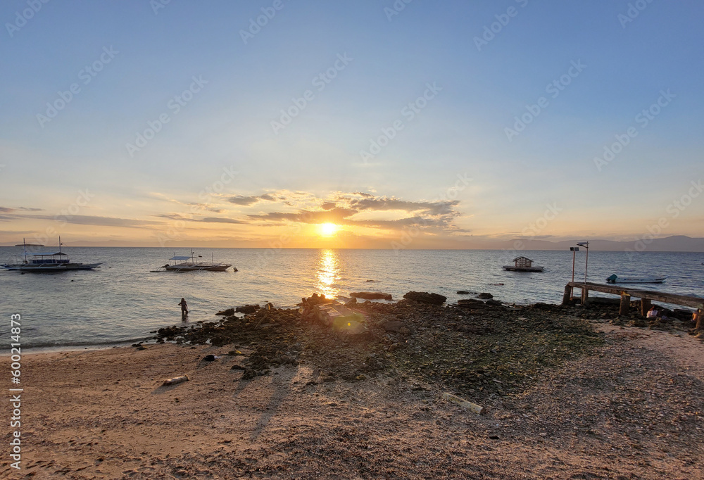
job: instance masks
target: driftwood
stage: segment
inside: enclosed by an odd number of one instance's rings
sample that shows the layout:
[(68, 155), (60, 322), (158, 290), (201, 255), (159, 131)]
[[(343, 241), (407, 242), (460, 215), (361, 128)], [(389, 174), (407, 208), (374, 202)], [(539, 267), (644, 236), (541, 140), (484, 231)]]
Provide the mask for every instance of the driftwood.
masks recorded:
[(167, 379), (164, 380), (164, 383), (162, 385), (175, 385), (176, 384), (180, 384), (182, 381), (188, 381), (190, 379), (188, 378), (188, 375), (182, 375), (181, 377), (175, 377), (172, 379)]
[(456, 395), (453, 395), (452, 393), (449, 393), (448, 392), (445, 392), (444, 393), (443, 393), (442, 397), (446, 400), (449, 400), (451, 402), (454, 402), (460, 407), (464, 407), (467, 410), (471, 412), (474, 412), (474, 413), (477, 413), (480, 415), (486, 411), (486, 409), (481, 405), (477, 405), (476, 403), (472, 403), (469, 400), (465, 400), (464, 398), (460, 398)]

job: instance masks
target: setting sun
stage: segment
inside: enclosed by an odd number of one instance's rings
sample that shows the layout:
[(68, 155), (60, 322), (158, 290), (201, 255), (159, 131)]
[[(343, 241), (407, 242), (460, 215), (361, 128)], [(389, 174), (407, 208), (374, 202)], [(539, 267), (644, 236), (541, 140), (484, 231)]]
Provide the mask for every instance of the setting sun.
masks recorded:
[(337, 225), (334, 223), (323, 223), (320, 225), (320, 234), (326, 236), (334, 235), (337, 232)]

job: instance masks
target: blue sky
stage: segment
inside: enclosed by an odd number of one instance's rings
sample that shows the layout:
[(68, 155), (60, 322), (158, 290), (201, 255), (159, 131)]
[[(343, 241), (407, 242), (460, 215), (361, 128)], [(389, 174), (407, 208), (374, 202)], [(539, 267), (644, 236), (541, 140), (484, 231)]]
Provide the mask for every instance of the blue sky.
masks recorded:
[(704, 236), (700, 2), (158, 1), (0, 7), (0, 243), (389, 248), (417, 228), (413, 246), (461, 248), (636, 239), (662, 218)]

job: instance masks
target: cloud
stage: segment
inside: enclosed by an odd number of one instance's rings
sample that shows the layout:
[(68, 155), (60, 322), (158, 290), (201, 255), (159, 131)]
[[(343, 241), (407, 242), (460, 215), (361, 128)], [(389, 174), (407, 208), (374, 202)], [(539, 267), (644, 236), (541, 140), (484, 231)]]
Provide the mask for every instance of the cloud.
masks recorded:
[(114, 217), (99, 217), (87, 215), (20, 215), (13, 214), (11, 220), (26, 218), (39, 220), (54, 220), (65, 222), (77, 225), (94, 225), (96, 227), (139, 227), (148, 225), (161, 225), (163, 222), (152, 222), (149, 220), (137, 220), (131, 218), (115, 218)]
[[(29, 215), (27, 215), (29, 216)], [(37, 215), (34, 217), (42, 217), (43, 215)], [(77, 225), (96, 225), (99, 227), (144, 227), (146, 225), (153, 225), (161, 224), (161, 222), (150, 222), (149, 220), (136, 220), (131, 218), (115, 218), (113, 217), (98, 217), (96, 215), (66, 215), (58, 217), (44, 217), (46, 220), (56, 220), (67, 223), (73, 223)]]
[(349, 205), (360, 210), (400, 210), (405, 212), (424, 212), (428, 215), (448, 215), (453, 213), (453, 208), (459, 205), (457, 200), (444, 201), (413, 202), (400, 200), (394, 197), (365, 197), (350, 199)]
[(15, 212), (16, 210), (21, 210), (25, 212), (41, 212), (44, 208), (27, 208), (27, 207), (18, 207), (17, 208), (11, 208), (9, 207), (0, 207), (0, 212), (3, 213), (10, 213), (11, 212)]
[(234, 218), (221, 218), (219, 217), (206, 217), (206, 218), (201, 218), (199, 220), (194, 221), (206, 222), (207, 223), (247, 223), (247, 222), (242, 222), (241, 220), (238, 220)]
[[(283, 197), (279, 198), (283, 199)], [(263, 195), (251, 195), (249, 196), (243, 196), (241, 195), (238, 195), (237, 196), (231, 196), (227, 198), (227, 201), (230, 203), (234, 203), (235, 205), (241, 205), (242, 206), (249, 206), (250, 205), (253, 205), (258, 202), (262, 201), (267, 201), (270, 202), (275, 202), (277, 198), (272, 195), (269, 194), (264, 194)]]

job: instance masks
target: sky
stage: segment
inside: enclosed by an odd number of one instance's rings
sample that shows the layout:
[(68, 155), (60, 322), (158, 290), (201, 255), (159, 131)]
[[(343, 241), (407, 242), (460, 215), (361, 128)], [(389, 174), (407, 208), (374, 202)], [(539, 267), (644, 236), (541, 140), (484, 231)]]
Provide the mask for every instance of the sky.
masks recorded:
════════
§ Goal of the exercise
Locate each line of the records that contains the word "every" and copy those lines as they appear.

§ Task output
Provide the mask for every instance of the driftwood.
Provide the mask for every instance of the setting sun.
Provide the mask for every instance of the blue sky.
Provide the mask for every instance of the cloud.
Provide the mask for every instance of the sky.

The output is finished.